STATED PROBLEM A: Render the records, from their first line through the line that contains "(11, 49), (38, 142)", as a JSON list of strings with one string per line. Skip blank lines and omit the pictures.

────────

To Reach The Green Light At The End Of The Pier
FOR AS LONG AS IT TAKES: "We are saving ourselves through the words," says Eleanor, the leading lady of a novel-in-progress. This exploration into the creative process -- which includes plenty of distractions/tangents /thoughts & rants by Eleanor, her Biographer, and selected guest artists -- will continue until Eleanor is certain her story is "right." (But we dare not jump ahead of ourselves.)
There will be the occasional typo (as Eleanor points out), and much of this is intended to be "original draft" -- what comes out of our mouths (heads) first, and then set down in that order. Not all of it will be included in the novel, but all of it is happening in real time.
Sunday, March 1, 2009
An Unexpected Find: "Fate loves the fearless"
"Fate loves the fearless." -- James Russell Lowell
Eleanor Spain: "You learn by losing. You learn by losing your parents. You learn by losing your identity. You win by forgetting everything you've lost and figuring out your own new beginning. That way you can be friends with life again. That way you can get back the parts you've lost, the parts that really matter. You learn by jumping off a cliff."
Eleanor's Biographer: I am sitting in May Baily's Place, which was once a bordello in Storyville, which is now part of the Dauphine Orleans, a hotel in the French Quarter. I have a drink. I try always to stay at the Dauphine when I'm in New Orleans.
There is a lending library of sorts at May Baily's. It's just as you walk in, or, just as you walk out. Not so much a lending library as a few bookshelves, and the books on the shelves are an odd collection of works that the barkeep tells me he mostly gets from the used bookstore across the street -- the books that are going to be thrown away.

────────

STATED PROBLEM B: In the blog post about Eleanor, where does the barkeep at May Baily's mostly get the books for the shelves?

────────

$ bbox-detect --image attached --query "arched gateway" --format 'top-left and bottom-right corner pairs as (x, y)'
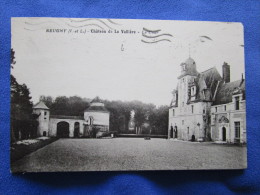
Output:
(57, 121), (70, 138)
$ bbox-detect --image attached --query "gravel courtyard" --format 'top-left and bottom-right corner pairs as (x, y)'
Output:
(12, 138), (247, 172)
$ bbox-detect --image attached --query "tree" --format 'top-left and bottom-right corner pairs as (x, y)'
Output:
(11, 49), (38, 142)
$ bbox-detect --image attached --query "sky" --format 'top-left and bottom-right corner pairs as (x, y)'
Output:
(11, 18), (244, 106)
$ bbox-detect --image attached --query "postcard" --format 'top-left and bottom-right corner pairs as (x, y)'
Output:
(10, 18), (247, 173)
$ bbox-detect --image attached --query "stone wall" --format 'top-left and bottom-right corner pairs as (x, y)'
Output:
(49, 118), (85, 137)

────────

CORRECT ANSWER A:
[
  "$ bbox-detect --image attached --query \"arched gateway\" --format 'top-left and bottom-right corner pairs as (x, y)'",
  "Output:",
  "(57, 121), (70, 138)",
  "$ bbox-detect --image attached --query \"gravel courtyard\" --format 'top-left and bottom-right corner pairs as (x, y)'",
  "Output:",
  "(12, 138), (247, 172)",
  "$ bbox-detect --image attached --query \"tree\" --format 'top-left and bottom-right corner pairs as (x, y)'",
  "Output:",
  "(11, 49), (38, 142)"
]

CORRECT ANSWER B: From the used bookstore across the street, which gives him the books that are going to be thrown away.